▶ [Exercise prompt] Starting at the line that holds "knee in this photo.", copy every line exactly through the end of the data, and no others.

===== Provided records =====

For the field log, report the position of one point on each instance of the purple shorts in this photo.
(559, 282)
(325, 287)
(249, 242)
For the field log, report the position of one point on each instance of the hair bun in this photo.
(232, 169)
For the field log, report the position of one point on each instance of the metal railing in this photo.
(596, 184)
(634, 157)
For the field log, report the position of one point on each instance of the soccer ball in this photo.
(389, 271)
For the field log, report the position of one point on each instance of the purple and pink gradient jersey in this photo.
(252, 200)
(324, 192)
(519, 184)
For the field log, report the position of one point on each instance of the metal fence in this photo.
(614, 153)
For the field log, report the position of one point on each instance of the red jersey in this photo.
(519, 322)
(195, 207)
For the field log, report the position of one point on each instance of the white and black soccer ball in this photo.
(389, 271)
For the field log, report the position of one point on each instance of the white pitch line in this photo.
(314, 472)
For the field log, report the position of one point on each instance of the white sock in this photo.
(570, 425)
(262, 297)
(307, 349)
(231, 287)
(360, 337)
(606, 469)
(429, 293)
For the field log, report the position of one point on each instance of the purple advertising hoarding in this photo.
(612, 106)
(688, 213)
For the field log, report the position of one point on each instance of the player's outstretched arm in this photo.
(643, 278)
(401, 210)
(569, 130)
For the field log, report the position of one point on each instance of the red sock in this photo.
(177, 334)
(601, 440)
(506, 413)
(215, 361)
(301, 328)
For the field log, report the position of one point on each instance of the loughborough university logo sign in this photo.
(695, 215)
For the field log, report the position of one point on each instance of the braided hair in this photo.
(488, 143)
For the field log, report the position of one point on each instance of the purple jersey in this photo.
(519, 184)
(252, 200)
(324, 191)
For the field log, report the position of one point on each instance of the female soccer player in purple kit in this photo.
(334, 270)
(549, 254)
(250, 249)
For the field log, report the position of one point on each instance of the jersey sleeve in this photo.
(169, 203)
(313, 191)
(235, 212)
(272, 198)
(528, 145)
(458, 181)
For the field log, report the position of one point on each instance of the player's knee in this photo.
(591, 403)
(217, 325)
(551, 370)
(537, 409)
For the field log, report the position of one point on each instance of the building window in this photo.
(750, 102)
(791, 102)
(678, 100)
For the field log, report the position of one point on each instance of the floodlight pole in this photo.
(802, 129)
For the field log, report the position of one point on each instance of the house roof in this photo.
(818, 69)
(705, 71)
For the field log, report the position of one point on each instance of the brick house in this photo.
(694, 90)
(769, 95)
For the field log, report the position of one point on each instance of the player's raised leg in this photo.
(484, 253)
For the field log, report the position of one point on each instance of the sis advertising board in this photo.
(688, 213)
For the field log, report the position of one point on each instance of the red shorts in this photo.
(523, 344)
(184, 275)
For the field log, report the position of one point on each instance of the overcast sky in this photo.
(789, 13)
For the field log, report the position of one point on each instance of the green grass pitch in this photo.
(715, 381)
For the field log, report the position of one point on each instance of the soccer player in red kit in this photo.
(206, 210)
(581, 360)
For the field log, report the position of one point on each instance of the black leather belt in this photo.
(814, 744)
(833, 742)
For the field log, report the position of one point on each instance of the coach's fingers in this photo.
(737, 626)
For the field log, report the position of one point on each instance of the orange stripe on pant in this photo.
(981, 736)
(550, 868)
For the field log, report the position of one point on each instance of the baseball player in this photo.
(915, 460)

=====

▶ [Answer in full]
For the field log, report the position of one point on each instance of the player's knee in this photo.
(591, 403)
(217, 325)
(551, 370)
(537, 409)
For the field log, report the position of one point on each instance of the building window in this photo.
(750, 102)
(791, 102)
(678, 100)
For the field log, report the position of one point on each instance of the floodlight pole in this photo.
(802, 129)
For the field log, report the position of one point on each instance of the house roof in this photo.
(818, 69)
(705, 71)
For the field log, report the position of one point on each instance of the brick house in this photo.
(694, 90)
(769, 95)
For the field log, report the position of one point on each instance of the player's raised leg in this photo.
(484, 253)
For the field log, report the position of one point on each instance of the sis advertising board in this photo.
(688, 213)
For the field log, report the position of one point on each instance of the red shorts in this photo.
(523, 344)
(184, 275)
For the field log, report the position of one point on each instance of the overcast sky in this photo.
(789, 13)
For the field log, report the position of one point on each instance of the green grass pitch in this photo.
(715, 381)
For the field log, report the position of one point on each instance of the soccer player in red kit in this photo.
(206, 210)
(581, 360)
For the field log, report the position of one point on each instance of the black leather belt in this photo.
(814, 744)
(833, 742)
For the field log, report the position of one point on each instance of the coach's fingers in this photo.
(737, 626)
For the field log, report the position of one point on each instance of the orange stripe on pant in this photo.
(981, 736)
(550, 868)
For the field log, report the position of one point on each instance of the baseball player in this photo.
(915, 460)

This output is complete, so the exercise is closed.